**Task directions**
Beneath this instruction is a listing. Transcribe from it only the stretch from the line with "Target: woman's closed eye" through the line with "the boy's shoulder", both end lines included, exactly as written.

=== Begin Enclosure ===

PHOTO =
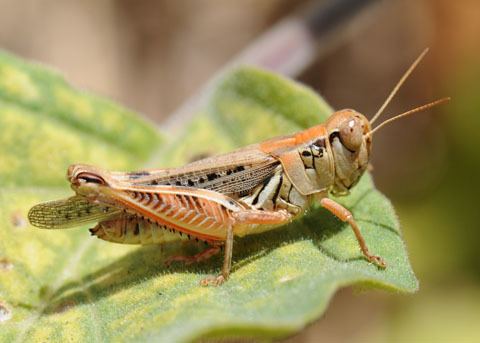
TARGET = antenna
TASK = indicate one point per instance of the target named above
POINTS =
(398, 85)
(412, 111)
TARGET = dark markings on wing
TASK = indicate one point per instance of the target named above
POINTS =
(68, 213)
(233, 174)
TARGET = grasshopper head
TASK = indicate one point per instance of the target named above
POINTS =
(348, 134)
(87, 180)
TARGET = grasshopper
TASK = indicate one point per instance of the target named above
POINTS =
(247, 191)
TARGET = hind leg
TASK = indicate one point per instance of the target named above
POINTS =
(200, 257)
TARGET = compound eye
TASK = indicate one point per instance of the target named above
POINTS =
(90, 178)
(351, 134)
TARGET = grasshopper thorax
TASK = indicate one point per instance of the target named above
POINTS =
(350, 143)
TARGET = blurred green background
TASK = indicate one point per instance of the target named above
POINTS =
(152, 55)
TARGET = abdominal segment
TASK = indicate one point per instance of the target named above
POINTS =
(131, 229)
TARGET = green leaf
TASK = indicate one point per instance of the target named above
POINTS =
(64, 285)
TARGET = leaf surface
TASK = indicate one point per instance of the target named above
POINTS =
(65, 285)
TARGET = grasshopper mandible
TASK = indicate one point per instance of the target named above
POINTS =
(250, 190)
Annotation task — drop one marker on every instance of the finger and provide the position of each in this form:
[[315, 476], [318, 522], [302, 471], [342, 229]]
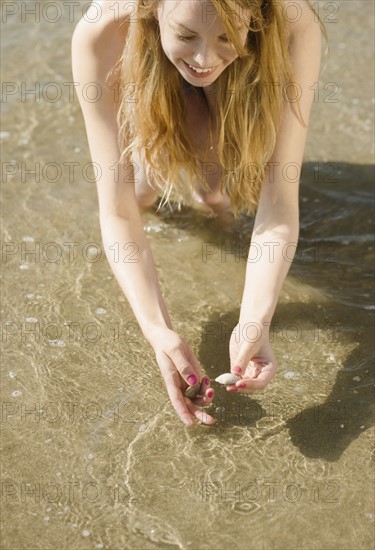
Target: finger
[[247, 385], [244, 355], [171, 379], [205, 385], [205, 399]]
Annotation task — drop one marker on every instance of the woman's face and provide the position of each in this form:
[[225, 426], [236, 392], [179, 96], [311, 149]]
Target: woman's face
[[194, 39]]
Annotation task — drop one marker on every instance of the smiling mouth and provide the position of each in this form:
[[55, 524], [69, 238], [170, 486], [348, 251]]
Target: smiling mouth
[[199, 72]]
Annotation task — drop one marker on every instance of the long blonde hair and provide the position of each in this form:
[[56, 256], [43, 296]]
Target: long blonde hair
[[250, 95]]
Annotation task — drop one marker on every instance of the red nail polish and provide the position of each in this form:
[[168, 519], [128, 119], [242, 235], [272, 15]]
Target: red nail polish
[[192, 380]]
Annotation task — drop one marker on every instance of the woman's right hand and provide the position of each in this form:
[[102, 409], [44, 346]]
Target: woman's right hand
[[180, 369]]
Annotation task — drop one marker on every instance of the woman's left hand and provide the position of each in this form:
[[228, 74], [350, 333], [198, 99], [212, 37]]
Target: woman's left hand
[[252, 359]]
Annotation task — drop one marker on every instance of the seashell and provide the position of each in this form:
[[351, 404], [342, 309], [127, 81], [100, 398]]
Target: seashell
[[192, 391], [227, 378]]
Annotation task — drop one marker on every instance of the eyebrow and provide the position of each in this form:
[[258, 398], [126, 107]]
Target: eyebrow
[[182, 26]]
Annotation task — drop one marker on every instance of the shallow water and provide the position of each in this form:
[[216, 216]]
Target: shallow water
[[93, 455]]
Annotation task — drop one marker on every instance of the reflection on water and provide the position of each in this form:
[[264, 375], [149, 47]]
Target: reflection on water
[[93, 455]]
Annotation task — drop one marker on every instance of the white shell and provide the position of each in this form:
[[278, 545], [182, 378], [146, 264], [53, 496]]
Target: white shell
[[227, 378], [192, 391]]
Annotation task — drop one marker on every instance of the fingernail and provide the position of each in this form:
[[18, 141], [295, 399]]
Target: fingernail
[[192, 380], [187, 421]]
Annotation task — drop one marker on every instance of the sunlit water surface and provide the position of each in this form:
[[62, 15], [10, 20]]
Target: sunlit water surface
[[93, 454]]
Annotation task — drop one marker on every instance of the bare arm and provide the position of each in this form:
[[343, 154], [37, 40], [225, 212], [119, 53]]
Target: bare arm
[[95, 50], [276, 227]]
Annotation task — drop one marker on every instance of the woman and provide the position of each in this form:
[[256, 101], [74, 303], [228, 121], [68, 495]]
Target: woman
[[210, 98]]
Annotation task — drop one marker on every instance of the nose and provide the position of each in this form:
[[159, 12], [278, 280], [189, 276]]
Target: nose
[[205, 57]]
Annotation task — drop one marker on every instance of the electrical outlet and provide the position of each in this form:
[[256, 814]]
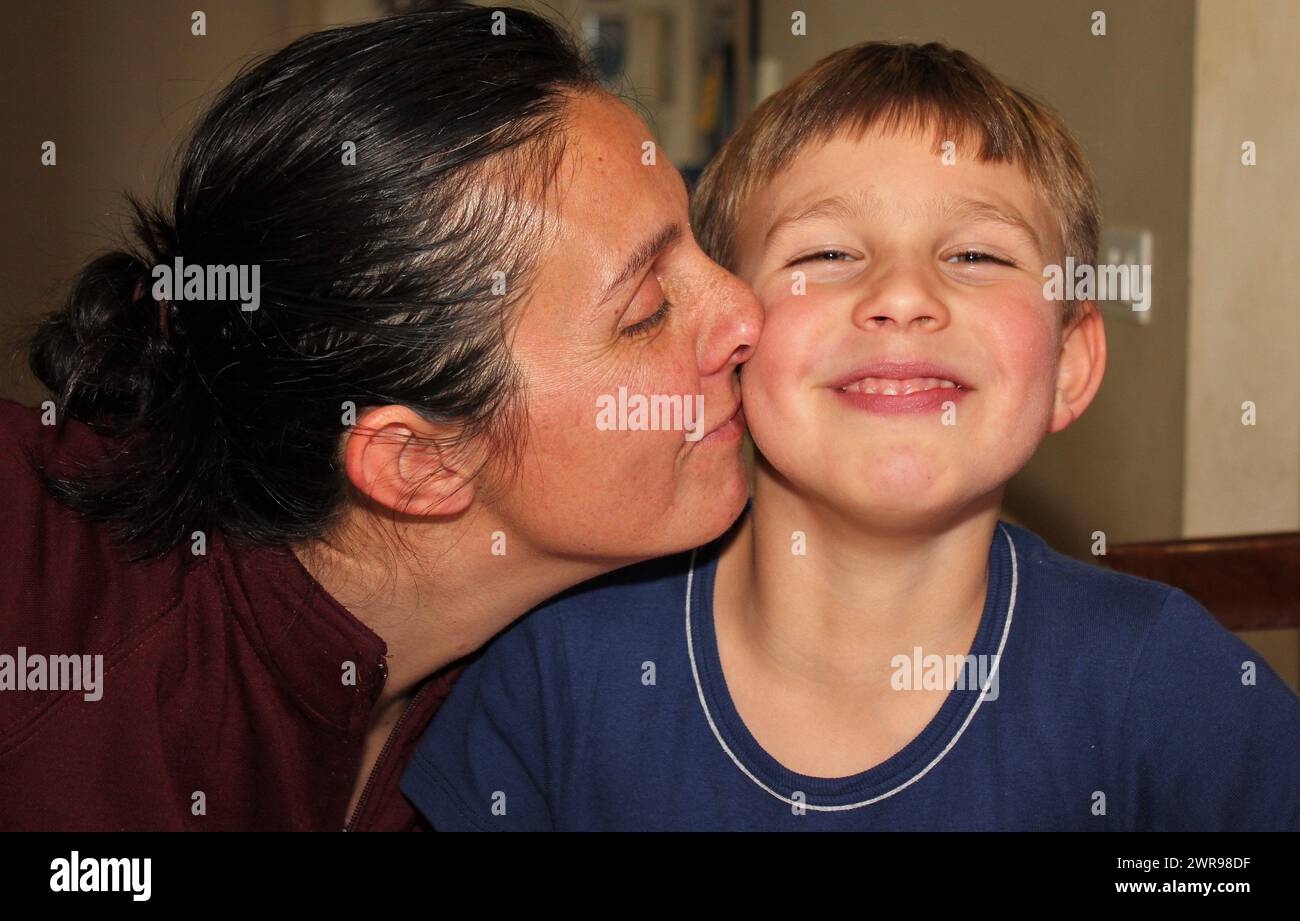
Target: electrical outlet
[[1129, 247]]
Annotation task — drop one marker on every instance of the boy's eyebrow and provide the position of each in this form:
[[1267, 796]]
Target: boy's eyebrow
[[832, 206], [978, 210], [645, 253]]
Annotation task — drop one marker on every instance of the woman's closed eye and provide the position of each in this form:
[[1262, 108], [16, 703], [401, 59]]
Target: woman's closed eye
[[644, 327]]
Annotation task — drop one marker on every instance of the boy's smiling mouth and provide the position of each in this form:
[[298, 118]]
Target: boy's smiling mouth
[[901, 387]]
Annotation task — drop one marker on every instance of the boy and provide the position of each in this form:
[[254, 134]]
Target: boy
[[870, 647]]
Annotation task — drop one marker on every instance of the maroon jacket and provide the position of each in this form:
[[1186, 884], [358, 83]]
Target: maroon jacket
[[221, 675]]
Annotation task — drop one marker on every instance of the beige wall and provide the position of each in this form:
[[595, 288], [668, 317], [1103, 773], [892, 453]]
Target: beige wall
[[1127, 98], [1244, 332], [1244, 338], [113, 85]]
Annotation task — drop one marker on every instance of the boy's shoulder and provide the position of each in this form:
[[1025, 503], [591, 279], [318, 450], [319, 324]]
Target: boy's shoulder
[[1058, 583], [635, 601], [1114, 619]]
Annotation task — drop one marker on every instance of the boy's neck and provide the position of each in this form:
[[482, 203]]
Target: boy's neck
[[857, 595]]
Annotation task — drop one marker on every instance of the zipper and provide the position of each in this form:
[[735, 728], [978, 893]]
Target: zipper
[[384, 752]]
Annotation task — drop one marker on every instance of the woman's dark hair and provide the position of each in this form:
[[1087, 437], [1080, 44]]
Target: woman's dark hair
[[381, 281]]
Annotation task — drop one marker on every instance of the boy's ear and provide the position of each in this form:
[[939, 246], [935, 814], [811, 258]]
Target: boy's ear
[[1083, 362], [403, 462]]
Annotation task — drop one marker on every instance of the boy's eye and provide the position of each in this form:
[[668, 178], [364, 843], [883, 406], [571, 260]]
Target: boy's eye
[[822, 256], [649, 323], [976, 256]]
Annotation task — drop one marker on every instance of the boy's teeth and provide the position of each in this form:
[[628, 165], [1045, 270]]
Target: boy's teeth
[[895, 388]]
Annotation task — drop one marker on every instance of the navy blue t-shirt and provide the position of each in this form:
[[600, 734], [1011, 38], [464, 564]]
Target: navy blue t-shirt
[[1104, 703]]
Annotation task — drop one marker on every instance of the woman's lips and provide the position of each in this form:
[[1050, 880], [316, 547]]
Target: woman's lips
[[930, 400]]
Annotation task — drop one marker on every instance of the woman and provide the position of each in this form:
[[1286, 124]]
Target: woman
[[267, 524]]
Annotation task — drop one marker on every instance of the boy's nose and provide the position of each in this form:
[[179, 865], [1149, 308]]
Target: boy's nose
[[900, 298]]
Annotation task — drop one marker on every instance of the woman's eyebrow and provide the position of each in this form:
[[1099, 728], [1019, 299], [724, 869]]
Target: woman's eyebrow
[[641, 256], [832, 206]]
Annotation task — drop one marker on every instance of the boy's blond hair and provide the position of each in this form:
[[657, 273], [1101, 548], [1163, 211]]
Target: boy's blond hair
[[900, 87]]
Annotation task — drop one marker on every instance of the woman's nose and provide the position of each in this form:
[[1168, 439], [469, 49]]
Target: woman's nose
[[736, 324]]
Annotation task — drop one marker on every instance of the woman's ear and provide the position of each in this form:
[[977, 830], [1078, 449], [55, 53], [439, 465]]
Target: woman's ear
[[407, 463], [1083, 362]]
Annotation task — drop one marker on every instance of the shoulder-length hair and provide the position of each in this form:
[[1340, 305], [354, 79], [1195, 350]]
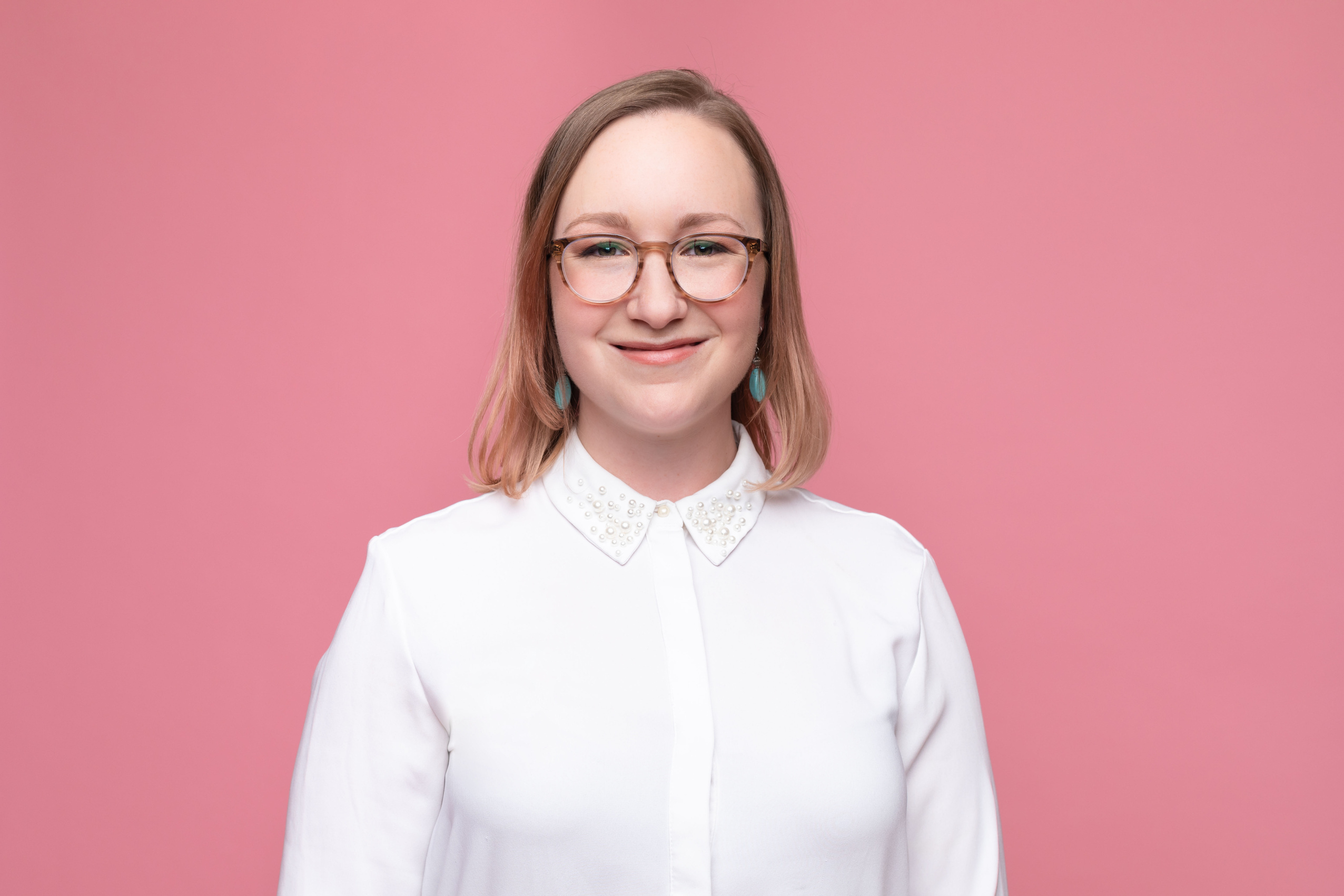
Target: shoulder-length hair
[[519, 432]]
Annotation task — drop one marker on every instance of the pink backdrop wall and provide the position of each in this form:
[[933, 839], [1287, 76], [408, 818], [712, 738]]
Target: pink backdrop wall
[[1074, 274]]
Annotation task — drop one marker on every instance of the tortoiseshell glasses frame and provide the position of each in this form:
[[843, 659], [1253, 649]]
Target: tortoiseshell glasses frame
[[752, 245]]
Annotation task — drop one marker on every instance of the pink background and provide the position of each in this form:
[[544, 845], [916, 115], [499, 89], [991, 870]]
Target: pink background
[[1073, 272]]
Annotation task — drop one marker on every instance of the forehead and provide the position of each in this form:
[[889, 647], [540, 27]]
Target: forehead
[[658, 168]]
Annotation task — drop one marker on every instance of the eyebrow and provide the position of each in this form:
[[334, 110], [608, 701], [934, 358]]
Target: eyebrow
[[609, 220], [702, 218], [619, 222]]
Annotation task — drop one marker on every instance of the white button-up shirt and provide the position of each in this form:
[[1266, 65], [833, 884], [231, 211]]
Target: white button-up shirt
[[589, 692]]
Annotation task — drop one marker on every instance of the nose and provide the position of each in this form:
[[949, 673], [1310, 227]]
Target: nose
[[655, 300]]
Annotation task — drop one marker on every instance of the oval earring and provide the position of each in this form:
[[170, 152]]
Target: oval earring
[[756, 383], [562, 391]]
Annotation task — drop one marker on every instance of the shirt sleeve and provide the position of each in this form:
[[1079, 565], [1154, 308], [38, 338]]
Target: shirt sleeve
[[369, 781], [952, 816]]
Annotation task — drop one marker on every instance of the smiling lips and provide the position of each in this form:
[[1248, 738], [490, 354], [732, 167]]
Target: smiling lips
[[659, 354]]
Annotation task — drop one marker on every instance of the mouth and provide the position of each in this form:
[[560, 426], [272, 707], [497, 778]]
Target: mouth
[[660, 354]]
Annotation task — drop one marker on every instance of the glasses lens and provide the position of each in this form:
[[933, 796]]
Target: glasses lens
[[710, 266], [600, 268]]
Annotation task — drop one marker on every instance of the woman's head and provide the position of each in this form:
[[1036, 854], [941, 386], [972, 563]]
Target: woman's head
[[656, 159]]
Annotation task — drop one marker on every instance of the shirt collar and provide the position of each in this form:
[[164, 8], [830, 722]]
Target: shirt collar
[[615, 517]]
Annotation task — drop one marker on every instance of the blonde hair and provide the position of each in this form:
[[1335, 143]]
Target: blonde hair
[[519, 432]]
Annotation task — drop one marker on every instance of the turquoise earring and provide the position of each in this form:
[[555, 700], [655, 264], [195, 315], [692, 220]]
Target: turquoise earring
[[562, 391], [756, 383]]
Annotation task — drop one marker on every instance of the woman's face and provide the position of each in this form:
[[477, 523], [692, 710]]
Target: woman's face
[[656, 363]]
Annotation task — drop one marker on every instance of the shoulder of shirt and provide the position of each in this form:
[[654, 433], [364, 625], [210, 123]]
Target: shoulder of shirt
[[875, 523], [461, 519]]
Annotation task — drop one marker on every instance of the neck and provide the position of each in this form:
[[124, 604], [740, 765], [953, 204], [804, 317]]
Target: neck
[[666, 466]]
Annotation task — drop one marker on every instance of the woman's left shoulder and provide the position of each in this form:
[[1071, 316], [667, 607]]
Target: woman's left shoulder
[[844, 526]]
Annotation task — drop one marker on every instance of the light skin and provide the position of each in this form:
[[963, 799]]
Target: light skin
[[656, 371]]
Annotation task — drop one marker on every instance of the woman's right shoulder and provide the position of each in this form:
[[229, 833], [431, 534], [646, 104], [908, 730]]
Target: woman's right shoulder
[[471, 530]]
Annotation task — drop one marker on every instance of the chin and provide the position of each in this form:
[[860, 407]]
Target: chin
[[660, 413]]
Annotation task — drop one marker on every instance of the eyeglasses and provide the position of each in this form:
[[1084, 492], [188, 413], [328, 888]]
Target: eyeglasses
[[706, 268]]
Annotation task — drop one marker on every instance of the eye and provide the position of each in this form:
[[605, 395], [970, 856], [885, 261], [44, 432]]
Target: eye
[[605, 249], [702, 247]]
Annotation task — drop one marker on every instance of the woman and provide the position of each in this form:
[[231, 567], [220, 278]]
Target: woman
[[646, 661]]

=== End Enclosure ===

**Solution to the exercise**
Target: woman's closed eye
[[644, 327]]
Annotation task — drop one marker on every instance of the boy's smiling mouth and provide the position of each in this form:
[[298, 118]]
Target: boy's smiling mouth
[[901, 387]]
Annotation task — drop one marker on every instance of the boy and provide the position of each in this form:
[[254, 134]]
Target: boy
[[870, 647]]
Annotation task — drop one marker on every instance of the maroon jacket and provide the position of each in this form:
[[1186, 884], [358, 83]]
Target: maroon jacket
[[221, 675]]
Annotation task — drop one marker on every instance of the beige wall and provide the position of each in this form:
[[595, 288], [668, 317], [1103, 773], [892, 453]]
Target: beige wall
[[1127, 98], [1244, 332], [1244, 338], [113, 85]]
Annotation task — drop one marker on every instance of the boy's shoulder and provide the position of each in this form:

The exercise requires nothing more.